■ **Your task**
Reproduce every line of the records below, requests included and pictures omitted, scaling each coordinate in the answer outlines by 1.25 and rounding to whole numbers with halves rounded up. Leave the numbers in the requests and their layout samples unchanged.

■ **Annotation records**
┌──

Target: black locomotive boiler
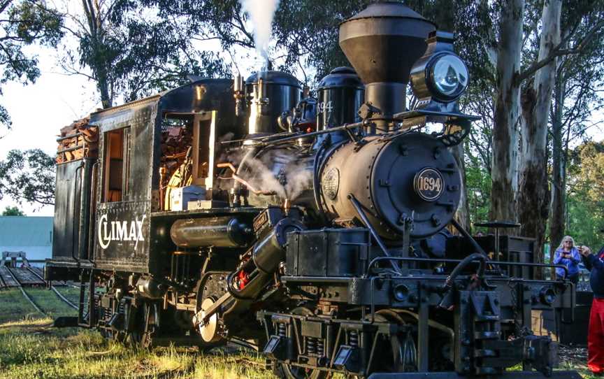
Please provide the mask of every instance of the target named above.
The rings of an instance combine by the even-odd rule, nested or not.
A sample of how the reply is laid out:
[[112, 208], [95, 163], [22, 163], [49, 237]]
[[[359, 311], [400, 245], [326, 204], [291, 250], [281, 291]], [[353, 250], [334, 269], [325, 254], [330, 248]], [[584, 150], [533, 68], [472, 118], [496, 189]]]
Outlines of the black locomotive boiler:
[[59, 138], [47, 278], [81, 283], [81, 327], [256, 347], [283, 378], [578, 378], [531, 330], [573, 285], [535, 278], [530, 240], [454, 219], [473, 117], [452, 41], [376, 3], [341, 24], [354, 69], [316, 99], [266, 71], [90, 115]]

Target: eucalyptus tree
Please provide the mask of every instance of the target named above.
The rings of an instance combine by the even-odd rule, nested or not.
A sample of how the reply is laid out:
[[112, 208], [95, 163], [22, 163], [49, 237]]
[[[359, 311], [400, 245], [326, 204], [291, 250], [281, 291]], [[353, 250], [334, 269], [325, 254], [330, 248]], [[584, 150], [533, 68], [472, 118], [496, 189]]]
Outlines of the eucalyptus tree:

└──

■ **Reply to the task**
Target: black locomotive boiler
Please provide the mask of every instance of the target named above.
The rings of an instance combine by the even-odd rule, nested or not.
A sample of how the reply is laid out:
[[112, 208], [95, 163], [22, 163], [49, 237]]
[[[359, 311], [400, 245], [326, 204], [291, 250], [281, 291]], [[353, 250], [334, 269], [325, 254], [330, 248]], [[584, 150], [533, 68], [472, 118], [496, 189]]]
Outlines of the black locomotive boiler:
[[74, 173], [59, 348], [101, 354], [101, 409], [320, 434], [354, 473], [723, 473], [664, 413], [716, 356], [669, 348], [663, 300], [568, 274], [591, 146], [565, 51], [470, 4], [426, 30], [443, 86], [395, 124], [333, 89], [113, 144]]

Target: eucalyptus tree
Please provide the mask of every instance of the target named above.
The rings of an instance combine by the even-odd rule, nested or not.
A sample of how the reply is laid out:
[[112, 208], [95, 163], [22, 163], [49, 237]]
[[[359, 311], [400, 245], [326, 204], [291, 250], [281, 291]], [[353, 250], [334, 269], [325, 254], [330, 248]], [[584, 150], [533, 68], [472, 118], [496, 189]]]
Outlines of the eucalyptus tree:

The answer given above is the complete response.